State how many lines of the items contain the string "suit". Give only the number.
:: Data for this exercise
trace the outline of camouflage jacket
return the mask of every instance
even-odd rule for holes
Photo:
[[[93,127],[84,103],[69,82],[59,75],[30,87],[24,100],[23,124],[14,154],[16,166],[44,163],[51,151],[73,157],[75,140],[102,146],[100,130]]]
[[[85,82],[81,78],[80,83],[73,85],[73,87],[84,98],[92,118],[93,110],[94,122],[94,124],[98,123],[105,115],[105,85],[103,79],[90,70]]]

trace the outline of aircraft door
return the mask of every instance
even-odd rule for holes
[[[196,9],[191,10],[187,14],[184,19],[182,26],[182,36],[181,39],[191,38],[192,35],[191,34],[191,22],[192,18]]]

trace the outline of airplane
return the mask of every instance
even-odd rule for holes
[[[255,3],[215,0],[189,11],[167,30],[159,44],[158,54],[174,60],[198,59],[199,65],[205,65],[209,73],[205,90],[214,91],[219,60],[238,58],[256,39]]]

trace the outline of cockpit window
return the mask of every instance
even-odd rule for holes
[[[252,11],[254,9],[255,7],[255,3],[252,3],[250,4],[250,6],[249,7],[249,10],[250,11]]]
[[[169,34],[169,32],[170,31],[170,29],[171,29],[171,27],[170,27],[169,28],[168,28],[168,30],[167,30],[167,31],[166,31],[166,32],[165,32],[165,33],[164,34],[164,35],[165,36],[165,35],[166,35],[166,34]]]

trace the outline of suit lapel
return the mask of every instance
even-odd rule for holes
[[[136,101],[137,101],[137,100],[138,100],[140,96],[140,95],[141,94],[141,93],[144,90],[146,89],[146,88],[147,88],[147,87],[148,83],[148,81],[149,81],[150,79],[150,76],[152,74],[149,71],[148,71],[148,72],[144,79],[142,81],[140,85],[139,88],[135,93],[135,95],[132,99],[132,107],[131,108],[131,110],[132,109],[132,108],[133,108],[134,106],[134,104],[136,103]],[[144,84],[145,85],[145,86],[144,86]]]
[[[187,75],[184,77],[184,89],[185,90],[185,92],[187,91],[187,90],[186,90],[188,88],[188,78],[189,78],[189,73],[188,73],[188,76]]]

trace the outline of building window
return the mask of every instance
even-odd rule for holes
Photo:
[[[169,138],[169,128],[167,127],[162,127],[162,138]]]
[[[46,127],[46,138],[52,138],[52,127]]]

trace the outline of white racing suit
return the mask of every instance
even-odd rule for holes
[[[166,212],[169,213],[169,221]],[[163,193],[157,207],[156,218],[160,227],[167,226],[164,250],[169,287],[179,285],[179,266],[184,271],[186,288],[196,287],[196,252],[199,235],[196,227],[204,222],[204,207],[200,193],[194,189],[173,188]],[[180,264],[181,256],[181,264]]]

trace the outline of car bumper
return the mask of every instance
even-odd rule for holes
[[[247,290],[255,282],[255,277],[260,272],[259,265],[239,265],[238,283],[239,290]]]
::::
◆ Written answer ◆
2